**Given exercise A**. Output the records word for word, from their first line through the line containing "(1051, 432)", and leave the pictures out of your answer.

# How do you trim dark nails?



## itsmacintosh (Oct 22, 2009)

Most of my dogs have black toe nails. Some of them are pink and easy to see, but I am nervous about trimming the dark ones because I don't want to cut too deeply into their nails and hurt them. But I need to trim them because they are starting to get long! What is the best way to trim the nails? How is the best way to tell where the nail ends on those so that I don't cut into the nerve?


----------



## Graco22 (Jul 16, 2007)

If the nail is curving, you can start cutting just before the curve. Then just keep "shaving" a little sliver off until you can see a darker grey/moist circle in the center of the nail. If it is still white/chalky and dry in the center of the nail, keep shaving.


----------



## lulutoo (Mar 30, 2009)

What happens if you cut the dog's quick. Is it serious? Do you need the vet? Is there a home treatment?


----------



## FaithFurMom09 (Oct 24, 2009)

Have you considered just filing them down? I cut Faiths and hers are black. I cut just the tip and then file em down. My mom use to do our dogs so thats how i know how.


----------



## kacaju (Jan 2, 2008)

the pet stores sell quick stop. get it in the powder. they will stop the bleeding. I have used flour as well if i didn't have the quick stop


----------



## lovemygreys (Jan 20, 2007)

I use a dremel.

If you are clipping, get some kwik stop (styptic powder) in case you cut the quick. you won't need a vet, but it does hurt the dog and bleeds like crazy.


----------



## allan (Jan 23, 2009)

Dark nails are a bit tricky but not that hard to do. Take a bit off the end,if it's white where you trimmed you may take a bit more til you see a black dot in the center.This is when you stop cuz after the black hole is the red hole.


----------



## sassykzt (Oct 25, 2009)

I also use a dremel for my three dogs who all have dark toe nails. There are a lot of how to video's on line. My vet's office showed me. It is so much easier for me than the clipper-- no matter how careful I was I always managed to cut into at least one quick. And , oh , do they bleed!


----------



## Michiyo-Fir (Jul 25, 2009)

If you're in a tight situation with no stypic powder, even just putting plain flour on it is fine to stop the bleeding. The vet told me this trick =)

As for black nails...Nia has about 3/4 black nails and I just cut them around the same length as the pink ones. Or I'll make a big cut then see that it isn't that short yet and cut off a little more at a time until it's short enough.


----------



## dieterherzog (Sep 28, 2009)

Also, remember that the longer you let your dog's nails grow, the further out the quick extends and it takes longer for you to be able to cut his nails w/o hitting the quick.

You should aim to keep his nails short all the time - anytime you hear his nails hit the floor, it means it's too long! Short nails means a less likely chance of hitting the quick the next time you cut.


----------



## calee15 (Nov 7, 2009)

honestly i dont know how to cut the nails of my dog..im scared coz i dont know if its already the skin or the nails..)


----------



## Kathyy (Jun 15, 2008)

Here are some pictures, maybe they will help.
http://www.vetmed.wsu.edu/ClientED/dog_nails.aspx
Doberdawn has some photos of dog nails as well. Maybe they would help.
http://homepages.udayton.edu/~merensjp/doberdawn/index.html

It definitely is easier to look at photos than your own dog's nails. Live dogs wiggle a lot. I use a dremel but still do a nibbling with it. Trim the outside top, that is the hard part of the nail and it is dead. If you trim that the soft bottom is going to be naturally worn down. 

It is important for nails to be short enough that the foot doesn't splay but some feet are shaped so even short nails will still click on hard surfaces.

Handle the feet and tweak the nails, look between the toes, rub all parts of the feet so the dog gets using to being handled and trusts you. I have actually quicked Max with the Dremel and he was fine with it.


----------

**Given exercise B**. Return, word for word, the part of the thread on trimming dark dog nails that opens with the words containing "## kacaju (Jan" and closes with "(Jan 20, 2007)".

**Entries shown**.
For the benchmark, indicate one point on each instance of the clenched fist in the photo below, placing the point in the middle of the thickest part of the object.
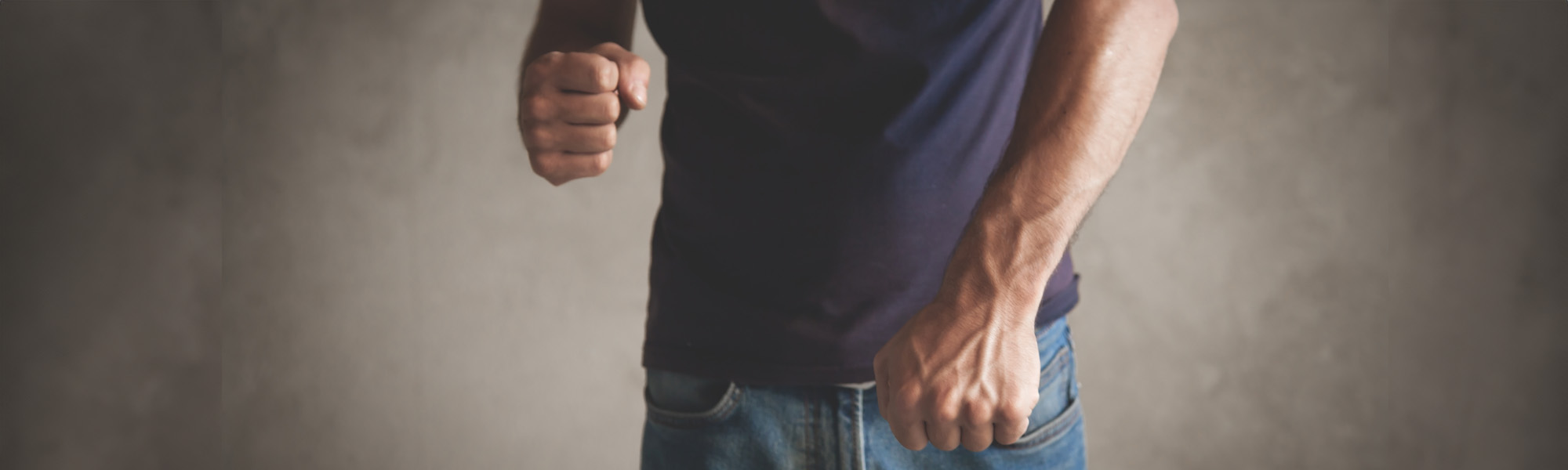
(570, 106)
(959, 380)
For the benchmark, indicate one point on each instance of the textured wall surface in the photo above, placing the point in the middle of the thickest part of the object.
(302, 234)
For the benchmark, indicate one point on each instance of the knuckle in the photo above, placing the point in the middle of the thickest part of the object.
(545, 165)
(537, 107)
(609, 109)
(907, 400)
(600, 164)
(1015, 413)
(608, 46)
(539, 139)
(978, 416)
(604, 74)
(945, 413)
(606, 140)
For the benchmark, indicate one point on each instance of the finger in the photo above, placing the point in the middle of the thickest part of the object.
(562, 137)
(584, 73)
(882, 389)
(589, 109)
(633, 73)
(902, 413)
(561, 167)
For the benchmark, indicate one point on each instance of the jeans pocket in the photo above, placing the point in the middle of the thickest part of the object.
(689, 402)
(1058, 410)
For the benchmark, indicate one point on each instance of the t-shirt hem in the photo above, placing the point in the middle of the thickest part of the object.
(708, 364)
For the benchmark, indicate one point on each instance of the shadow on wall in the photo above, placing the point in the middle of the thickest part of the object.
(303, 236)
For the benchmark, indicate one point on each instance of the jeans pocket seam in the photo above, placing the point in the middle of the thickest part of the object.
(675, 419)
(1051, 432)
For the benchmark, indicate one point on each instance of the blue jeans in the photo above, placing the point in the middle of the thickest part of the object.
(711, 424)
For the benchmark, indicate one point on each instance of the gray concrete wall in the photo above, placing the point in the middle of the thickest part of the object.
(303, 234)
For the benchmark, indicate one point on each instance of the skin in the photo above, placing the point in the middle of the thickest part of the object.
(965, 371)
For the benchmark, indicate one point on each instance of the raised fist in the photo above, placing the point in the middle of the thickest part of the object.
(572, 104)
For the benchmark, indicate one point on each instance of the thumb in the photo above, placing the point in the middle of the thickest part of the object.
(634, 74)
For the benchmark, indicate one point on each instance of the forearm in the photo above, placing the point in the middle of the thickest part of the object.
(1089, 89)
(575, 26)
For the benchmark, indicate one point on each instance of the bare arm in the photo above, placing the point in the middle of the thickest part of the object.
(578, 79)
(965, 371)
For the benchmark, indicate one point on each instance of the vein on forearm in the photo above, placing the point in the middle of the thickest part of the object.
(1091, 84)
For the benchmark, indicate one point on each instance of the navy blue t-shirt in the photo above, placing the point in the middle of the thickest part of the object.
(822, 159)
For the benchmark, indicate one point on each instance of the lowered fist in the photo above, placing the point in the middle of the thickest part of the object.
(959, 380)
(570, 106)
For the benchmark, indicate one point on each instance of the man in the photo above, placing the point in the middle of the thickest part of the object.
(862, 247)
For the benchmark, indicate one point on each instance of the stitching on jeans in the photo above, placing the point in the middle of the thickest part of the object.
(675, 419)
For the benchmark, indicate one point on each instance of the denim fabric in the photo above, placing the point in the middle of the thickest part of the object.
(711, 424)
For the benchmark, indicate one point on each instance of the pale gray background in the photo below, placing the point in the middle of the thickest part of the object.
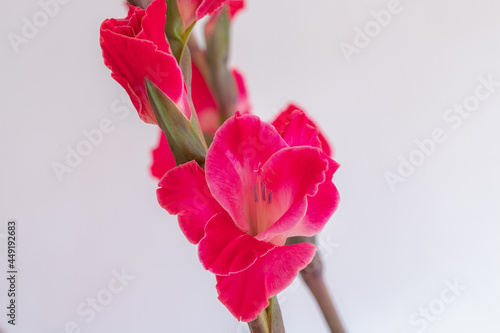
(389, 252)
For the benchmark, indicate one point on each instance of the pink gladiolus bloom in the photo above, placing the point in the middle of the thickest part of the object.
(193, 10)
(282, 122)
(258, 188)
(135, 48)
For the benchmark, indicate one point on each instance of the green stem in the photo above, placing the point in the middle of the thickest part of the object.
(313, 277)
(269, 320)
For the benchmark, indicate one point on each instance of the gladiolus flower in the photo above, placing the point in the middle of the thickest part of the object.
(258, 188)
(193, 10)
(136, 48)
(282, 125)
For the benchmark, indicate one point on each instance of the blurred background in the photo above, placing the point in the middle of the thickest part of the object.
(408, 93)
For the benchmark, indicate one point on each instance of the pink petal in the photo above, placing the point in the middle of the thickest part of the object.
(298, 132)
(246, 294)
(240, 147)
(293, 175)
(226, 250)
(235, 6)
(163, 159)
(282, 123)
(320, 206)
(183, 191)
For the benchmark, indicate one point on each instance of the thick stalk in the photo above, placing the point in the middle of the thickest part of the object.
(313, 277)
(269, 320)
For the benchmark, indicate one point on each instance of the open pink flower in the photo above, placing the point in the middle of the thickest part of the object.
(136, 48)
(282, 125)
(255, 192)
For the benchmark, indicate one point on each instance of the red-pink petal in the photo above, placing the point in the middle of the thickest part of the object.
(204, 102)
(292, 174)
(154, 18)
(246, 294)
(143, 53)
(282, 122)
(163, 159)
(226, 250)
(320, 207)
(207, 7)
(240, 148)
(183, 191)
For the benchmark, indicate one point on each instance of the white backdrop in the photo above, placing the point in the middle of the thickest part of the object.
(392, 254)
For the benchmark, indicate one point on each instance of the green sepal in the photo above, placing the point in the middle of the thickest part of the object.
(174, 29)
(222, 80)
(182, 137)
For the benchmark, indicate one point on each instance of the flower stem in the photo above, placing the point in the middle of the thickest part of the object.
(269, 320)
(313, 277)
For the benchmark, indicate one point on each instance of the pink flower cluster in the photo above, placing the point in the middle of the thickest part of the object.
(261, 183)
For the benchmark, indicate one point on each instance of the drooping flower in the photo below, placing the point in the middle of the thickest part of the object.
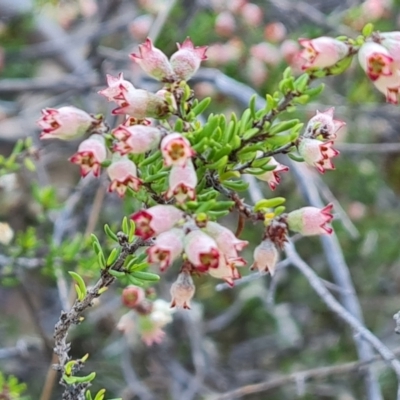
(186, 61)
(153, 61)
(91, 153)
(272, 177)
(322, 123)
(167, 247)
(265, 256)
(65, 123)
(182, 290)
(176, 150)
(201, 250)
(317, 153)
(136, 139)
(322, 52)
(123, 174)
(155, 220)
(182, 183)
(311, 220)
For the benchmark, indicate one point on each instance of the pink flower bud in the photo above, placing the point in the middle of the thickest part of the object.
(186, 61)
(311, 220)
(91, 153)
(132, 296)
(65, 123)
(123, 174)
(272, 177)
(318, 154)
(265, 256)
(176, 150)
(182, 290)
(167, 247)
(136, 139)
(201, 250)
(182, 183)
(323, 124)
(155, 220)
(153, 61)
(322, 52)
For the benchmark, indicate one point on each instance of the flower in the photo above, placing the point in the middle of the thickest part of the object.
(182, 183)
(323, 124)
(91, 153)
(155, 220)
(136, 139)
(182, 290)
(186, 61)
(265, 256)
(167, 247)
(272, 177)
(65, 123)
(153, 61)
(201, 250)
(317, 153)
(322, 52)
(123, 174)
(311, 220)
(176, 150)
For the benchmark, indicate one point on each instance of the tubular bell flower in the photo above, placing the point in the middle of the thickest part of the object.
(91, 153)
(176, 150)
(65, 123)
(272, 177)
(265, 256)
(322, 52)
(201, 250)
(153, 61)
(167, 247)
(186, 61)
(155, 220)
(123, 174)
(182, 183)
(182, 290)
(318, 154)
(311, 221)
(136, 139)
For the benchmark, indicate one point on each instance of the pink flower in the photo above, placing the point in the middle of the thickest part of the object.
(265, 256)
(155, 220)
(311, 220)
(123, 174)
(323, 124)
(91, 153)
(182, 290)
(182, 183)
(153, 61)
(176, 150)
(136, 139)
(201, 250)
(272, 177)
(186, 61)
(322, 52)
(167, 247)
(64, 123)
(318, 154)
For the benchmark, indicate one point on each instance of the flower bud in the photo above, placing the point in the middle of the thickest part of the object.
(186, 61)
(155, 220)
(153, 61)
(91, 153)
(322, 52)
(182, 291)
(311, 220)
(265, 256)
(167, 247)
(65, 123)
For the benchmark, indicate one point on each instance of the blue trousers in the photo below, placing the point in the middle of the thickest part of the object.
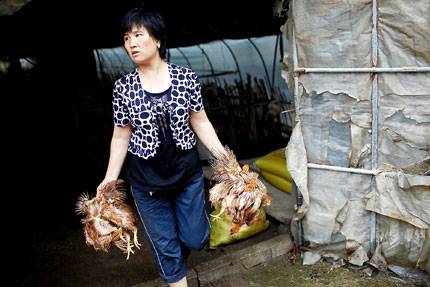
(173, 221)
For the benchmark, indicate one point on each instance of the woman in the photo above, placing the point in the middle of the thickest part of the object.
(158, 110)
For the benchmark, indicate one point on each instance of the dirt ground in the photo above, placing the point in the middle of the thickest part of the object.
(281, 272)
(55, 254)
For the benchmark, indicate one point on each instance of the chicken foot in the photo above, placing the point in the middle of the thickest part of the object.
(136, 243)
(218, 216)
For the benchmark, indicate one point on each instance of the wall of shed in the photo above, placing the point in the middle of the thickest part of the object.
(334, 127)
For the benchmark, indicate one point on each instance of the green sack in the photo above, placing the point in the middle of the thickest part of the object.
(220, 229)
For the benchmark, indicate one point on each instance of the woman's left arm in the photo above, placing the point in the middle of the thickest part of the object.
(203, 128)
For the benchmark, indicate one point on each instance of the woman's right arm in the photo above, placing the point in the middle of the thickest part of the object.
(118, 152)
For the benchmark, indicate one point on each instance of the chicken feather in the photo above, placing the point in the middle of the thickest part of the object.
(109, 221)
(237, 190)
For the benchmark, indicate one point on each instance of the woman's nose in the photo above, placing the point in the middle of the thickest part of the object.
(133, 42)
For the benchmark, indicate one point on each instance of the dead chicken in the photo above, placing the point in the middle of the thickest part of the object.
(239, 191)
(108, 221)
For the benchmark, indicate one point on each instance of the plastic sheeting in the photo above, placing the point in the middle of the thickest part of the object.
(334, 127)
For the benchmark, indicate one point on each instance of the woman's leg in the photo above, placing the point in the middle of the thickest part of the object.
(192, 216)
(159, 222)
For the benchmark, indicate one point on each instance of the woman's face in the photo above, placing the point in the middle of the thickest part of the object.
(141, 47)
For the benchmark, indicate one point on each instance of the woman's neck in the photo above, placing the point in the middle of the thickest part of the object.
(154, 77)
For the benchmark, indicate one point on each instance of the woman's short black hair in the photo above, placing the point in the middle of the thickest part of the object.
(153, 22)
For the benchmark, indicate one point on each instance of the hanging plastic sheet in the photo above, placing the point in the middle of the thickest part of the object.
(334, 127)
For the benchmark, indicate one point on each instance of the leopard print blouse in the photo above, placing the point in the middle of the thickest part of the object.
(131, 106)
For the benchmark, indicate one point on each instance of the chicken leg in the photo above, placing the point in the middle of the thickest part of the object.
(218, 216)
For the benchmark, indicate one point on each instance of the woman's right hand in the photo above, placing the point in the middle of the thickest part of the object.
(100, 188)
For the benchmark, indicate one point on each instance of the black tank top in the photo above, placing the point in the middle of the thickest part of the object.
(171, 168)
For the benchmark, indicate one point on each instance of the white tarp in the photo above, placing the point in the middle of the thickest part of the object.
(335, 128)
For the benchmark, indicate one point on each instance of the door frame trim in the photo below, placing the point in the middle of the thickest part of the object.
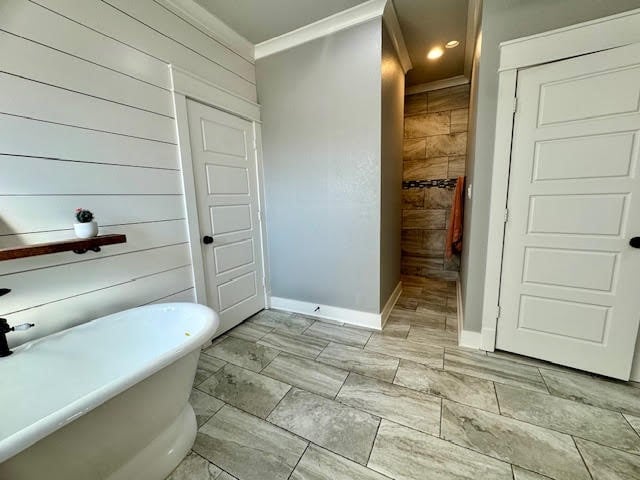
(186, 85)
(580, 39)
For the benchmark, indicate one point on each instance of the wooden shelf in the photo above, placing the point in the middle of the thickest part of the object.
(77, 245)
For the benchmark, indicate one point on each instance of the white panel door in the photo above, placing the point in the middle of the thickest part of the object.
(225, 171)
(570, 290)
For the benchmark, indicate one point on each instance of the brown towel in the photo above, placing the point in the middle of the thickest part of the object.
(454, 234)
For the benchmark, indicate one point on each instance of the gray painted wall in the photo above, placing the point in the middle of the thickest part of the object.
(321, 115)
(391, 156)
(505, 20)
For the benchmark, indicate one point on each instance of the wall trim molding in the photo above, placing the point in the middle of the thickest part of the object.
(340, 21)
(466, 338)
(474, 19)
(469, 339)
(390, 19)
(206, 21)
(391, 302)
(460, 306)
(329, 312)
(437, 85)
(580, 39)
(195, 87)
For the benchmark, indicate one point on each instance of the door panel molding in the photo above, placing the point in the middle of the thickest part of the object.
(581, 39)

**Answer A**.
For the benchmark, indicate one point on each instance of the clenched fist in the photo below, placing the point in the middle of the thickest part of the object.
(570, 106)
(959, 380)
For the benchmark, indicate one point on each instance of the textured wall surface in the photo above, placing the point in the middle of the thickest part of the object.
(302, 234)
For the benchmark, indicate one point on each instance of the knuckle in the photo above, placing the point in the middle of the thickest part of the object.
(545, 165)
(537, 107)
(609, 109)
(907, 400)
(600, 164)
(1015, 413)
(608, 46)
(539, 139)
(978, 416)
(604, 74)
(945, 413)
(606, 140)
For the benchmark, indicate one point on each instance of the finger in the photo above, placing the point in the middle of the thickest part of the object.
(562, 137)
(584, 73)
(882, 389)
(589, 109)
(633, 73)
(902, 413)
(561, 167)
For the benchmark, indicate one point on each instance of the jeans pocket in the photo above, placing the point in the middle of the thickest part of the object.
(689, 402)
(1058, 410)
For the benchmark, indicate one point on each instance of the t-shirt hem in the photo above, placing the point in the middle of the thickest part of the object.
(708, 364)
For the benchmark, indicate one point on each instance of the shadow on wall in the photo above, placing the point in the middle of the thickest part of the object.
(303, 236)
For the benchmark, indicate one point on each instance of the jeans pocket seam in the photo above, placing the point in the middle of the thickest part of the object.
(675, 419)
(1051, 432)

**Answer B**.
## kacaju (Jan 2, 2008)

the pet stores sell quick stop. get it in the powder. they will stop the bleeding. I have used flour as well if i didn't have the quick stop


----------



## lovemygreys (Jan 20, 2007)